─── Given records ───

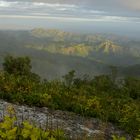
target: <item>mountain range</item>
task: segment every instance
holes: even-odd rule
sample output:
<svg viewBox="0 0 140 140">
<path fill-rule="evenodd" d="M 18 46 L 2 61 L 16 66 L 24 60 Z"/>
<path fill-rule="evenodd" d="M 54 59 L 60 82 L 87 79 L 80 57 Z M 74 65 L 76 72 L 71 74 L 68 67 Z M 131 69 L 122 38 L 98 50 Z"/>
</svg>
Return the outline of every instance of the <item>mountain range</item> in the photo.
<svg viewBox="0 0 140 140">
<path fill-rule="evenodd" d="M 119 73 L 140 76 L 140 41 L 112 34 L 77 34 L 56 29 L 0 31 L 0 59 L 29 56 L 33 71 L 52 79 L 76 70 L 78 75 Z"/>
</svg>

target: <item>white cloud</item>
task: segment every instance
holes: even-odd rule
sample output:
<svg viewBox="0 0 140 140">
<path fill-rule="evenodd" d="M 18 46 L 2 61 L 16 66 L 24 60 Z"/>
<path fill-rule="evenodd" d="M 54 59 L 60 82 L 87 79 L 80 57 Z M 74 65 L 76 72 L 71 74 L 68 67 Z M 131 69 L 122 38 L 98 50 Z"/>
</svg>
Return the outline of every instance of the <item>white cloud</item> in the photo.
<svg viewBox="0 0 140 140">
<path fill-rule="evenodd" d="M 94 18 L 77 18 L 77 17 L 55 17 L 55 16 L 43 16 L 39 13 L 37 15 L 0 15 L 0 18 L 8 19 L 51 19 L 60 21 L 82 21 L 82 22 L 135 22 L 140 23 L 140 18 L 133 17 L 117 17 L 117 16 L 95 16 Z"/>
</svg>

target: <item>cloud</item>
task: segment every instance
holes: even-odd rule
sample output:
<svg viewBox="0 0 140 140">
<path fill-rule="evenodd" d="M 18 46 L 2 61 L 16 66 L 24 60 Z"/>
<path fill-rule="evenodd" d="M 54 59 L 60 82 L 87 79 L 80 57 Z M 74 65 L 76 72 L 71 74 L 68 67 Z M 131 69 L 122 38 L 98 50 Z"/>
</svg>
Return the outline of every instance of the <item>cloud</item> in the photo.
<svg viewBox="0 0 140 140">
<path fill-rule="evenodd" d="M 122 0 L 120 1 L 123 6 L 132 9 L 132 10 L 138 10 L 140 11 L 140 1 L 139 0 Z"/>
<path fill-rule="evenodd" d="M 115 22 L 115 23 L 126 23 L 133 22 L 140 23 L 140 18 L 133 17 L 117 17 L 117 16 L 95 16 L 94 18 L 77 18 L 77 17 L 55 17 L 49 15 L 41 15 L 37 13 L 37 15 L 0 15 L 0 18 L 8 18 L 8 19 L 49 19 L 49 20 L 59 20 L 59 21 L 82 21 L 82 22 Z"/>
</svg>

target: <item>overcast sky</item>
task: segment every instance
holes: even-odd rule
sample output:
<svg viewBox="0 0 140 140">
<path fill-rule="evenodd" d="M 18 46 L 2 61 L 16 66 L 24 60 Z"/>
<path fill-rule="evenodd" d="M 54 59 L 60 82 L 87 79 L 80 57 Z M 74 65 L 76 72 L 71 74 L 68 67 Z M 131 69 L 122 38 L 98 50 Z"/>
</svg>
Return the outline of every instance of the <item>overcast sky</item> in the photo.
<svg viewBox="0 0 140 140">
<path fill-rule="evenodd" d="M 0 0 L 0 29 L 93 24 L 104 30 L 135 26 L 135 32 L 140 28 L 140 0 Z"/>
</svg>

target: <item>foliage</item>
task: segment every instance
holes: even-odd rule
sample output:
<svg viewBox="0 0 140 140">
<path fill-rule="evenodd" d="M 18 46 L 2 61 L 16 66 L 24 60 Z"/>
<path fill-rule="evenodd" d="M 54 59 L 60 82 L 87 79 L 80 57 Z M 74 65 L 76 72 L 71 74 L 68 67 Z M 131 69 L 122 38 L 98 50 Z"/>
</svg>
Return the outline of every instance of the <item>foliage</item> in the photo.
<svg viewBox="0 0 140 140">
<path fill-rule="evenodd" d="M 98 117 L 137 136 L 140 129 L 140 79 L 126 77 L 120 86 L 112 78 L 110 75 L 77 78 L 75 71 L 71 71 L 63 76 L 63 81 L 40 81 L 34 75 L 1 71 L 0 98 Z"/>
</svg>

───

What is expected: Please collect every line in the records that contains the word "white".

Output for this task:
target: <item>white cloud</item>
Return the outline of every instance of the <item>white cloud</item> in the photo.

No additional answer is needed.